*Dataset*:

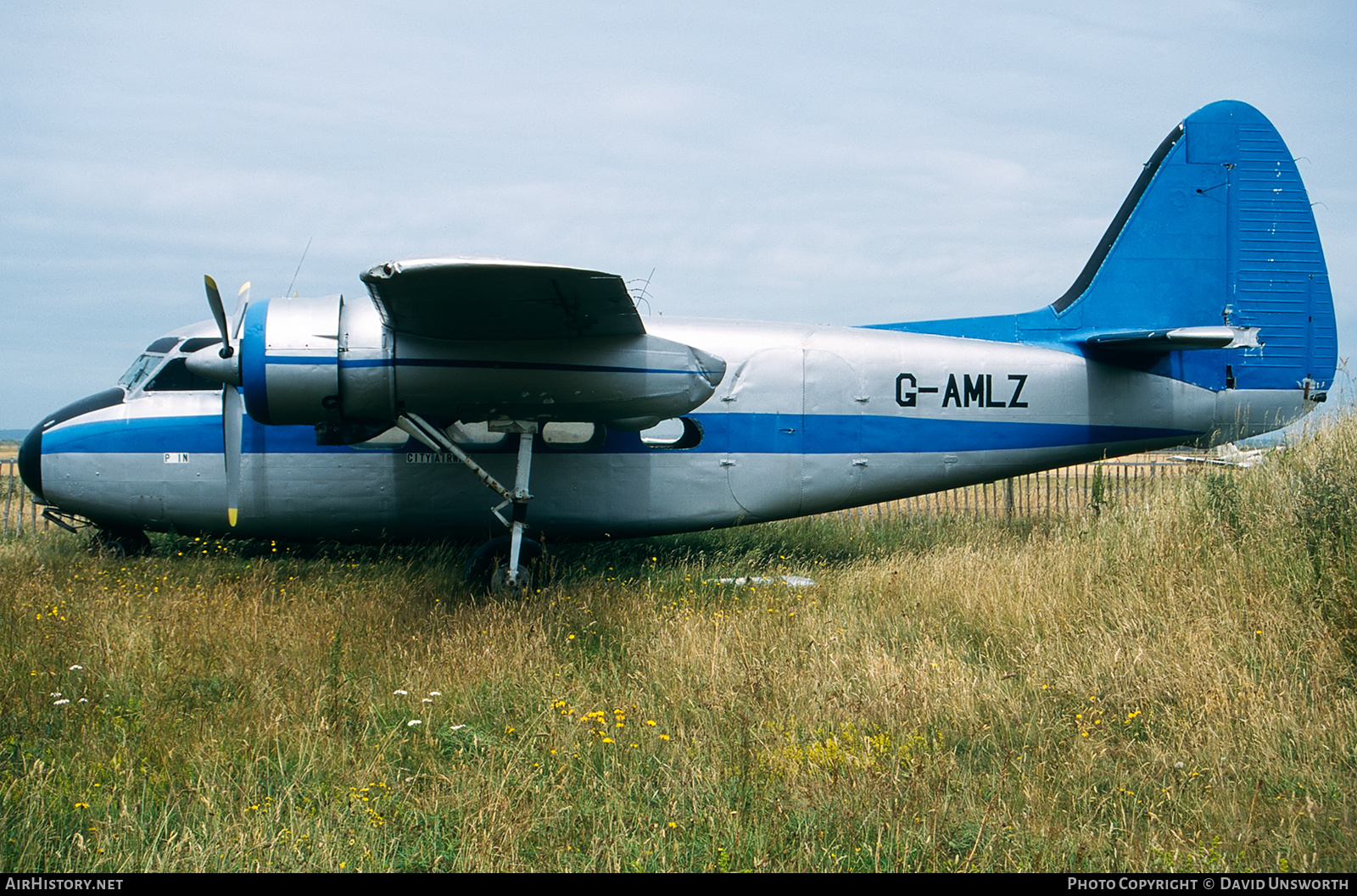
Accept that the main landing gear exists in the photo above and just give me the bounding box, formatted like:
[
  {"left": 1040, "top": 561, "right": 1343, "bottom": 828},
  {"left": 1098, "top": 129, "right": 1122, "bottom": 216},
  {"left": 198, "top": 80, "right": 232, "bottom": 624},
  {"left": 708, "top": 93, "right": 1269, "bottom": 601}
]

*Given task*: Recast the rows above as a Markdown table with the columns "No." and "Line," giving each line its own number and skipping blank lines. Leave the pictures out of the answer.

*Result of this task*:
| No. | Line |
|---|---|
| 1 | Accept that the main landing gear exists in the photo above and just give me the bounding box, formatted like: |
| 2 | [ |
| 3 |   {"left": 1040, "top": 561, "right": 1343, "bottom": 828}, |
| 4 |   {"left": 1098, "top": 129, "right": 1122, "bottom": 216}, |
| 5 |   {"left": 198, "top": 80, "right": 232, "bottom": 624}, |
| 6 |   {"left": 708, "top": 93, "right": 1269, "bottom": 601} |
| 7 | ] |